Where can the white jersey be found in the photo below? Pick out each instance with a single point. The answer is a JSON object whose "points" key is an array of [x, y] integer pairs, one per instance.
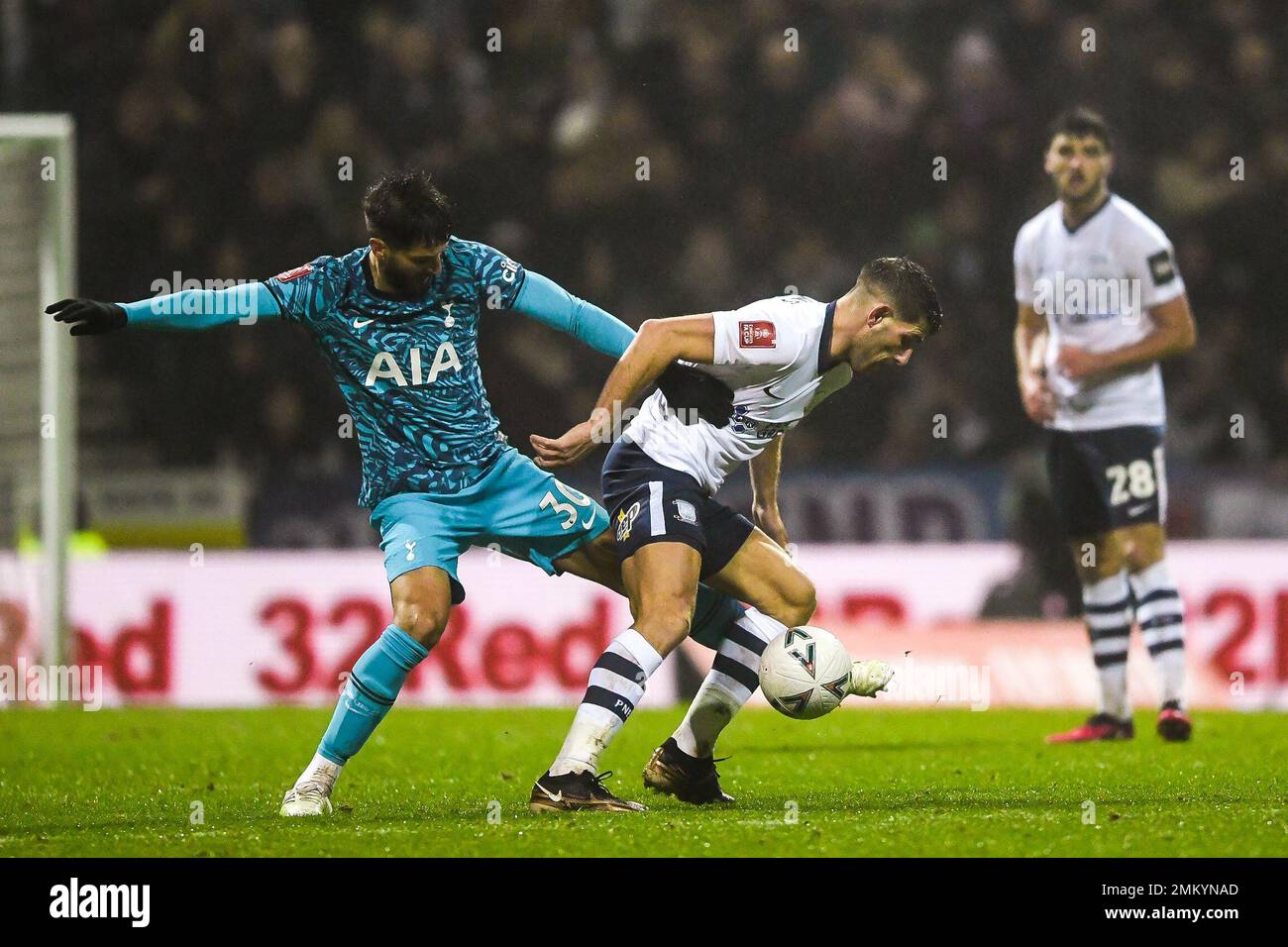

--

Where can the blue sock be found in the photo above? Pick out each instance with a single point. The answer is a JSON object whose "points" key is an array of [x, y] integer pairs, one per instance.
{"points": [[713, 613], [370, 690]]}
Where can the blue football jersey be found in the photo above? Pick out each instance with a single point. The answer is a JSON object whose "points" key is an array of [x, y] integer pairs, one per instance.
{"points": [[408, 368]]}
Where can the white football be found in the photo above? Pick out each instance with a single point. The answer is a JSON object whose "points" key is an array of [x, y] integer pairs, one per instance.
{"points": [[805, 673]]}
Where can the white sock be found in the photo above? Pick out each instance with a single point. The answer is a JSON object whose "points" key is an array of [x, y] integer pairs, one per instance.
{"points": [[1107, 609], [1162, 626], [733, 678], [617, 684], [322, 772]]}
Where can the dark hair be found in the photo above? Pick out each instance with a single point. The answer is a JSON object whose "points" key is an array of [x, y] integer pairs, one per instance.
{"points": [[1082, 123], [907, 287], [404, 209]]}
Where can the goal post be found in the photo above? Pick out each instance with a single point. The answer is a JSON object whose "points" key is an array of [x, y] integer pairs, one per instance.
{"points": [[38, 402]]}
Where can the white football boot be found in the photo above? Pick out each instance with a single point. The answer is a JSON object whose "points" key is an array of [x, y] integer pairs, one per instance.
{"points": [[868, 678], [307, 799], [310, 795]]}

EXERCISE:
Please list in full every line of the material above that contains the string "pairs". Case counts.

FINAL RESULT:
Where can the white jersey be found in the photo below? Pick out each instance with a single point. The answer is a JSON object whose "points" key is an array of [x, y] integer pairs, one per instance.
Where can the blue sock be found in the photo above? Pick out each instance with a single point. The answer is a JSON object whose "points" key is an array of [x, y] integer pairs, one per instance.
Where can the blue football jersey be found in the photo above? Pick out each instance with a single point. The answer is a JSON object whose "points" key is an array of [x, y] integer pairs, one per instance.
Where can the white football be found in the photo above? Pick out each instance with a single point. The answer is a JSON object whose "points" key is an array of [x, y] integer pairs, one per instance.
Where can the white sock be found in the photo above? Pick out each instance with a single point. The answer is a JSON object whose "points" key is an array of [x, y] integer pairs, one per instance.
Where can the dark hair be found in the photo above? Pick out each instance with a single point. The answer is a JSON object whose "points" key is an array of [x, y] integer pairs, one per instance.
Where can the goal post be found in the photo above? Pick out each instance with a single point. The answer is a JSON object whose "points" key is an array of [x, y] integer pairs, one per instance.
Where can the white football boot be found in the photo above? Pick out each instance with a single point. The answer is a JSON object whose "points" key is an array of [x, y] integer pairs, one per instance.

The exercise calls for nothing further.